Excerpted passage

——————————

In [None]:
import keras
import numpy as np

# Keras

##### By: (The one and only) James Bartlett, Edited by Ashley Chien

Keras is a neural network framework that wraps tensorflow (if you haven't heard of tensorflow it's another neural network framework) and makes it really simple to implement common neural networks. Its philosophy is to make simple things easy (but beware, trying to implement uncommon, custom neural networks can be pretty challenging in Keras, for the purposes of this course you will never have to that though so don't worry about it). If you are ever confused during this homework, Keras has really good documentation, so you can go to [Keras Docs](https://keras.io).

# Datasets
Keras has many datasets conveniently built in to the library. We can access them from the ``keras.datasets`` module. For this homework, we will be using their housing price dataset, their image classification dataset and their movie review sentiment dataset. To get a full list of their datasets, you can go to this link. [Keras Datasets](https://keras.io/datasets). To use their datasets, we import them and then call ``load_data()``, load_data returns two tuples, the first one is training data, and the second one is testing data. See the example below

In [None]:
from keras.datasets import boston_housing
(x_train, y_train), (x_test, y_test) = boston_housing.load_data()

You can also choose the proportion of training data you would like.

In [None]:
print("Size of training set before: ", x_train.shape)
(x_train, y_train), (x_test, y_test) = boston_housing.load_data(test_split=0.10)
print("Size of training set after: ", x_train.shape)

In [None]:
from keras.utils import normalize
x_train = normalize(x_train, axis=1)
x_test = normalize(x_test, axis=1)

# Models
Every thing in Keras starts out with a model. From an initial model, we can add layers, train the model on data, evaluate the model on test sets, etc. We initialize a model with ``Sequential()``. `Sequential` refers to the fact that the model has a sequence of layers. Personally, I have very rarely used anything other than `Sequential`, so I think it's all you really need to worry about.

In [None]:
from keras.models import Sequential
model = Sequential()

——————————

Source data
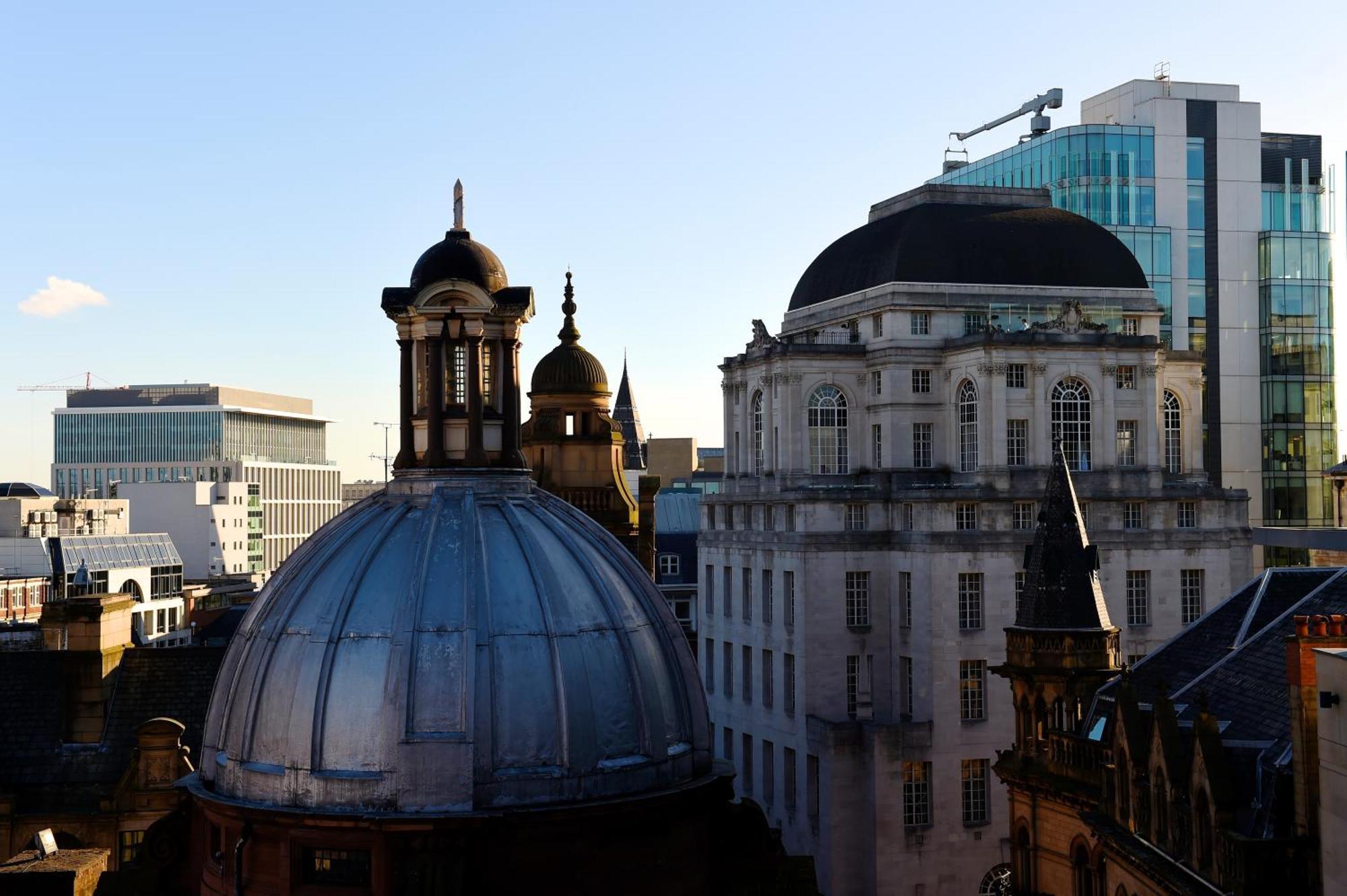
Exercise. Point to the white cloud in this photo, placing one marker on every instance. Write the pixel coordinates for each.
(60, 298)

——————————

Do this
Retype the stretch of the Keras tutorial from "x_test = normalize(x_test, axis=1)" through "model = Sequential()", copying it word for word.

The response
x_test = normalize(x_test, axis=1)

# Models
Every thing in Keras starts out with a model. From an initial model, we can add layers, train the model on data, evaluate the model on test sets, etc. We initialize a model with ``Sequential()``. `Sequential` refers to the fact that the model has a sequence of layers. Personally, I have very rarely used anything other than `Sequential`, so I think it's all you really need to worry about.

In [None]:
from keras.models import Sequential
model = Sequential()